- Exercise task:
Return, word for word, every line starting at the line with "Task: pick out every instance of the blurred" and ending at the final line of the entries; skip the pictures.

- Information supplied:
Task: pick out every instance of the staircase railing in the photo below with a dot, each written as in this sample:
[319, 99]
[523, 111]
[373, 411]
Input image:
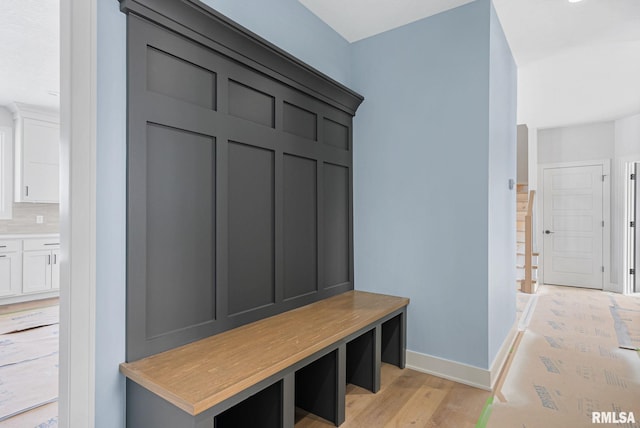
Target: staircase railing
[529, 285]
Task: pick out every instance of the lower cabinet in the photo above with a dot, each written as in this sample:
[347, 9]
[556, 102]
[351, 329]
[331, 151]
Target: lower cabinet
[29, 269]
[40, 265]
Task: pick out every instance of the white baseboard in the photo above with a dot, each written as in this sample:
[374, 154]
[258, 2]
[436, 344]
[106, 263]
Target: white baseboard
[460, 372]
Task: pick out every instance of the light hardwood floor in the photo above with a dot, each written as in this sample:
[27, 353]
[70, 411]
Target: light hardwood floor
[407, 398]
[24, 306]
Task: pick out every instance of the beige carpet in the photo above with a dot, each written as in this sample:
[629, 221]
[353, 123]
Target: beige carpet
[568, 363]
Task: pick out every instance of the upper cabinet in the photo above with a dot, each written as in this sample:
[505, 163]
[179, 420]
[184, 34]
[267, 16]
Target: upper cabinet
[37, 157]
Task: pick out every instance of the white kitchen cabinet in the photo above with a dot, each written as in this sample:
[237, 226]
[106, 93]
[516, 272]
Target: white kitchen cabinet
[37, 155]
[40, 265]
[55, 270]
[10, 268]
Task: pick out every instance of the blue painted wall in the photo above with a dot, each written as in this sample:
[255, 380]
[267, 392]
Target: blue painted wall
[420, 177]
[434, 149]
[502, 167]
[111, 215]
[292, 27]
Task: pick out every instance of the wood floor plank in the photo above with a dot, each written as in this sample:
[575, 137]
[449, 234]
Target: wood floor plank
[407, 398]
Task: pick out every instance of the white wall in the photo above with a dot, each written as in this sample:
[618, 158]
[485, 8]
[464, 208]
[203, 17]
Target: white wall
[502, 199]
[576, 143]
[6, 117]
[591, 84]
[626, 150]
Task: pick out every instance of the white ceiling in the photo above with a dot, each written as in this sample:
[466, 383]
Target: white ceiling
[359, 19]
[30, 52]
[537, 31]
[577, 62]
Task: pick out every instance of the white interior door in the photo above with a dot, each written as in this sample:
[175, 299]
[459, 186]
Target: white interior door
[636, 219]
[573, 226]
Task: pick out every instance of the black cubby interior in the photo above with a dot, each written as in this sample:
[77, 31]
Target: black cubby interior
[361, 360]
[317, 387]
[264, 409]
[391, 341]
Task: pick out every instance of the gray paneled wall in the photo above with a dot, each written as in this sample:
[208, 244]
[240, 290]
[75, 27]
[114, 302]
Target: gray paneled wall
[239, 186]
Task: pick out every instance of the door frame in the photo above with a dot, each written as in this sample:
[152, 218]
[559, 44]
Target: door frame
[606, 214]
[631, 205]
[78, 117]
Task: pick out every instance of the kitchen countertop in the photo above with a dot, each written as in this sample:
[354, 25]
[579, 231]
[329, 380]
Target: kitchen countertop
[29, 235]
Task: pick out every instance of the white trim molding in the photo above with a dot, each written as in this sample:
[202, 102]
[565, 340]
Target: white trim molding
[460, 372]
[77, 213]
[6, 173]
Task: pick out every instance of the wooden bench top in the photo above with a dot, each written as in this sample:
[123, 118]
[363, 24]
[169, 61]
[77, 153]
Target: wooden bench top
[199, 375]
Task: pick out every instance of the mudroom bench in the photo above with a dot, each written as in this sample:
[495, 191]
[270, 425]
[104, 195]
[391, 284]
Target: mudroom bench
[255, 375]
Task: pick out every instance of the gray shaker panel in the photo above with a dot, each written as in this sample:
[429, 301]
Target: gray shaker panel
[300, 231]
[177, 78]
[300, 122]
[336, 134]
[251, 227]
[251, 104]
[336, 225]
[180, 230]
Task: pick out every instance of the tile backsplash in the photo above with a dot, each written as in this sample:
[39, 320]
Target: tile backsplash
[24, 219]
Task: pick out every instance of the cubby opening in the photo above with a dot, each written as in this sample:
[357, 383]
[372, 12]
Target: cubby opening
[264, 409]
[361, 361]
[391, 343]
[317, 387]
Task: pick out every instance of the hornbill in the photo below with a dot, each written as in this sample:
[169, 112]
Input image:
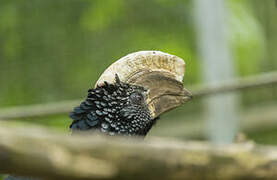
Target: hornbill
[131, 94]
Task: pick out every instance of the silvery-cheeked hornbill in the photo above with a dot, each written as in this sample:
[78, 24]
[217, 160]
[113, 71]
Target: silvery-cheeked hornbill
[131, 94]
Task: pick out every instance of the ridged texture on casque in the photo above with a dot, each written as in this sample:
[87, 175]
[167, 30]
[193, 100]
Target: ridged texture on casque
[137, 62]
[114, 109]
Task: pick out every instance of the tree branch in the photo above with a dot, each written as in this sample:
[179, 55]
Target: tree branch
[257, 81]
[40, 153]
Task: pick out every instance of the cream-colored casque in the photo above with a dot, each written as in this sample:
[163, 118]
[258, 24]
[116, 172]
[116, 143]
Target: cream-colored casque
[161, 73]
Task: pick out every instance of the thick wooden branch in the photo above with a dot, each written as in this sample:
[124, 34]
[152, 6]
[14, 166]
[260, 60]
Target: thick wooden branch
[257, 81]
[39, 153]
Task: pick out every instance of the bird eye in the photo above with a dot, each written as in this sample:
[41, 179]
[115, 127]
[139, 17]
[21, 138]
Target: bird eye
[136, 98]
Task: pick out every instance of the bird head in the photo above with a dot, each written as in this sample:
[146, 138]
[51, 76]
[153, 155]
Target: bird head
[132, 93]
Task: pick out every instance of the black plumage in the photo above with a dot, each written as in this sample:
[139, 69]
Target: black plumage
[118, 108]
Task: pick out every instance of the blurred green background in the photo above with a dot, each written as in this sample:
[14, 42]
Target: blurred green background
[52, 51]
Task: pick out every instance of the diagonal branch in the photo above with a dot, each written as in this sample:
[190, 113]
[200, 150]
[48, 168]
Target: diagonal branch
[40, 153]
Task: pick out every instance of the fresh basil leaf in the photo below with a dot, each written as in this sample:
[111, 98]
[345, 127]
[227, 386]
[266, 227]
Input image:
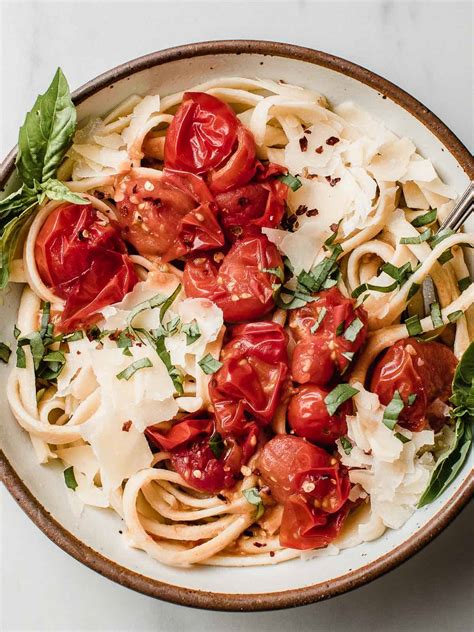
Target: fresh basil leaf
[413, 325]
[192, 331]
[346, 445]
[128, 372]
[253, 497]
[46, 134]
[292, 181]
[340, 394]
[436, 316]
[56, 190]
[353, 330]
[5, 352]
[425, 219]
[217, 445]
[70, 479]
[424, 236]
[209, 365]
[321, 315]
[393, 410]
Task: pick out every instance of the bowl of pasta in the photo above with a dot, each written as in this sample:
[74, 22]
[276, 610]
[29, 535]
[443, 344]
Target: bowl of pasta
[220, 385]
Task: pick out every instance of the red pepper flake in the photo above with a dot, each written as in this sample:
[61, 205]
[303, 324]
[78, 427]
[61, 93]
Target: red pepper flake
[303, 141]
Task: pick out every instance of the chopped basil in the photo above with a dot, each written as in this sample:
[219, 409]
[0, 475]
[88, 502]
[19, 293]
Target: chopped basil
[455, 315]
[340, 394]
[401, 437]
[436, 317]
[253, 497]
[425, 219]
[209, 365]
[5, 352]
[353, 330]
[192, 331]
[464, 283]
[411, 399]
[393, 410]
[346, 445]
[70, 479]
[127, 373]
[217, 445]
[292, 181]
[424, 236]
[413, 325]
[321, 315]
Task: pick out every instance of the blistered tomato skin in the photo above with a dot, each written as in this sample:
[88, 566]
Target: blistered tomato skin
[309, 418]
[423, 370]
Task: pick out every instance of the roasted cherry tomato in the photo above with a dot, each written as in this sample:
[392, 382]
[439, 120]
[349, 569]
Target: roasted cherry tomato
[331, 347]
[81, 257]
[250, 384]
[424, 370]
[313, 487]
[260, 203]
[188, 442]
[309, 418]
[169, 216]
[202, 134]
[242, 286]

- Solution for this problem:
Task: pick out every instance of the blurred green background in the photo above with a dot, each written as in this sample:
[14, 42]
Target: blurred green background
[52, 51]
Task: pick out every instance of the diagonal branch in the photo above with a dot, each written as in this sample:
[190, 113]
[200, 150]
[48, 168]
Target: diagonal branch
[40, 153]
Task: pick out every instance of the fresh basil leaf in the photo below with a dot, each written as in this sample:
[111, 98]
[345, 127]
[227, 386]
[266, 227]
Input image:
Target: fresh basil leaf
[413, 325]
[192, 331]
[346, 445]
[128, 372]
[253, 497]
[46, 134]
[292, 181]
[340, 394]
[436, 316]
[56, 190]
[353, 330]
[5, 352]
[425, 219]
[217, 445]
[70, 479]
[424, 236]
[209, 365]
[321, 315]
[393, 410]
Task: pick out every instance of the bowl of pasta in the photo above with a dot, each written as in this sample:
[74, 22]
[276, 610]
[29, 535]
[443, 344]
Target: bowl of pasta
[220, 385]
Task: pick out every instance of the red pepper flake in the photo above with a dot, each written as in this sample:
[61, 205]
[303, 324]
[78, 427]
[61, 93]
Target: red pepper flake
[303, 141]
Task: pick out every instance of the chopped basil in the photo above with a dot, each written as in this sample:
[219, 409]
[0, 475]
[88, 502]
[19, 293]
Target: chopped basil
[455, 315]
[340, 394]
[401, 437]
[436, 317]
[253, 497]
[425, 219]
[209, 365]
[5, 352]
[353, 330]
[192, 331]
[464, 283]
[411, 399]
[393, 410]
[346, 445]
[70, 479]
[127, 373]
[217, 445]
[292, 181]
[424, 236]
[413, 325]
[321, 315]
Task: pick out every instance of the blistered tomato skin in the photo above with a dot, each written as in this sample:
[88, 566]
Target: blistered tomato skin
[309, 418]
[423, 370]
Task: pick out every instance of the roasted cherry tomato in the photo above with a dot, each written as in this sample:
[392, 382]
[439, 120]
[349, 569]
Target: roasted cherry tomato
[331, 347]
[81, 257]
[250, 384]
[424, 370]
[313, 487]
[260, 203]
[188, 442]
[309, 418]
[169, 216]
[202, 134]
[242, 286]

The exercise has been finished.